_Extracted records:_
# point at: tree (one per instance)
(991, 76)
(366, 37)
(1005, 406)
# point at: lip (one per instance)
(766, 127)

_Work instructions:_ Please transcribe all of the records, keeping every line exactly as it is.

_Solution to the problem:_
# point at: tree (one per instance)
(991, 76)
(366, 37)
(1005, 406)
# point at: lip (one per instance)
(766, 127)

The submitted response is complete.